Items from a data source:
########

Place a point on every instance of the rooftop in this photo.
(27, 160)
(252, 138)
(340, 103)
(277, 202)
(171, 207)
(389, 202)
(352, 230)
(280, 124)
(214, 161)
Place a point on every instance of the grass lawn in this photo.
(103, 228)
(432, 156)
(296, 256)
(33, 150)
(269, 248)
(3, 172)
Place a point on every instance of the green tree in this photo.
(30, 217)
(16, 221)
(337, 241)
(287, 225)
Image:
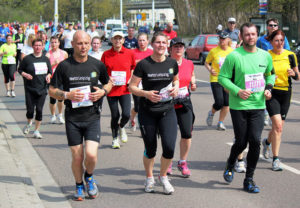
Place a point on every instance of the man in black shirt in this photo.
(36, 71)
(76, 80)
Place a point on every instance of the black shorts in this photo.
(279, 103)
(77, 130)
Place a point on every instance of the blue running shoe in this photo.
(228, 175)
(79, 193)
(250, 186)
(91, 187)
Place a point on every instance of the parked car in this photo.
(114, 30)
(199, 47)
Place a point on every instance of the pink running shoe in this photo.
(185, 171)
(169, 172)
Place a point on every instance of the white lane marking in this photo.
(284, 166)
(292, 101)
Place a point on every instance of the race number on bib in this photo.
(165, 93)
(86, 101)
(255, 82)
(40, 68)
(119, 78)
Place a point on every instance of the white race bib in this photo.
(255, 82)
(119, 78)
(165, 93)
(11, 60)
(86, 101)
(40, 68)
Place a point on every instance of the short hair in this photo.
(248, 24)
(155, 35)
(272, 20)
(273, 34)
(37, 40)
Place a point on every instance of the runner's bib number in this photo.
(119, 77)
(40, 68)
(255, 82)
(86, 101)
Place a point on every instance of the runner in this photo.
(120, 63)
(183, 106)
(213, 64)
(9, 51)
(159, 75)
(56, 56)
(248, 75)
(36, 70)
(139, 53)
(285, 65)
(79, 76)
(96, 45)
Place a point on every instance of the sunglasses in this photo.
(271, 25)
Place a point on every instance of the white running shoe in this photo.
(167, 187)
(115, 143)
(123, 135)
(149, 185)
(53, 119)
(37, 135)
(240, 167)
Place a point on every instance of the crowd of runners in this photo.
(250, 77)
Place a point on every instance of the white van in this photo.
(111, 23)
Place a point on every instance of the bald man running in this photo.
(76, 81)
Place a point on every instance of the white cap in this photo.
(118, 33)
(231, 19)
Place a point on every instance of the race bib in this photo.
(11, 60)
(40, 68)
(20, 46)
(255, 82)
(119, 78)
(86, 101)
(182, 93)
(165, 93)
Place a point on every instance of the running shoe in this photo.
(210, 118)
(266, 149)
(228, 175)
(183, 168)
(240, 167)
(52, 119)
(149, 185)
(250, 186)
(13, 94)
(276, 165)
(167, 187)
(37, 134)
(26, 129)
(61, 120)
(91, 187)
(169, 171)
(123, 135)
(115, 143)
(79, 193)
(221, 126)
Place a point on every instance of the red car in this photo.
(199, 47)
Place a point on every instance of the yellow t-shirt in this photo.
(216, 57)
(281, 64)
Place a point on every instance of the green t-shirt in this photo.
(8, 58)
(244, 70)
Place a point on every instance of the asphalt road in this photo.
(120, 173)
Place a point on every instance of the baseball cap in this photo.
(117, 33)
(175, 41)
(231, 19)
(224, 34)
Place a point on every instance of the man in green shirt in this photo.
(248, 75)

########

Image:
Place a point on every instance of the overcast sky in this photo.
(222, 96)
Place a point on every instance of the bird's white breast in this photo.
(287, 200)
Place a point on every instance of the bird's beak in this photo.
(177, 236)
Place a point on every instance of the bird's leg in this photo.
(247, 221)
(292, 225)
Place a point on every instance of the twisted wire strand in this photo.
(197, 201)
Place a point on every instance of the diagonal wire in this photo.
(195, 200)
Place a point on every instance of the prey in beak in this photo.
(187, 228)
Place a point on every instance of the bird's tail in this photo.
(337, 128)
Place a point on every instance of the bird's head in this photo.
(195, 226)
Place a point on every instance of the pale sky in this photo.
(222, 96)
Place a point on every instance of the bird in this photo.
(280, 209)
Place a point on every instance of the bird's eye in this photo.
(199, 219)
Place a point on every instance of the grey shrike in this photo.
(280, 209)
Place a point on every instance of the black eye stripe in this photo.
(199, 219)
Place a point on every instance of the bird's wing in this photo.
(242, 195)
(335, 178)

########

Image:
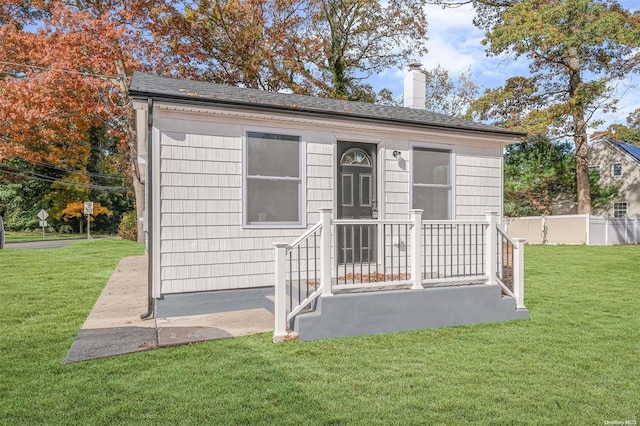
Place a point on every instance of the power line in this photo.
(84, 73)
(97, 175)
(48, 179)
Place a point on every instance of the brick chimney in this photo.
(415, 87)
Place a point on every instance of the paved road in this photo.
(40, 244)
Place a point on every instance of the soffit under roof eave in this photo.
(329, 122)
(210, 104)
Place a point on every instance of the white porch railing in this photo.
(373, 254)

########

Pick out each line of the data above that contains the word "bird", and copy those lines.

Solution for this task:
Place a point on every instance of the bird's white breast in this photo.
Place a point on every instance of the bird's beak in this photo.
Place a point on every instance of the bird's leg in this photo.
Place a point on every instance of the bird's tail in this photo.
Place a point on every instance of the bird's head in this photo.
Place a point on every instance of the bird in this photo.
Place a point on every instance of the bird's eye in this photo.
Place a point on every instance of the bird's wing in this photo.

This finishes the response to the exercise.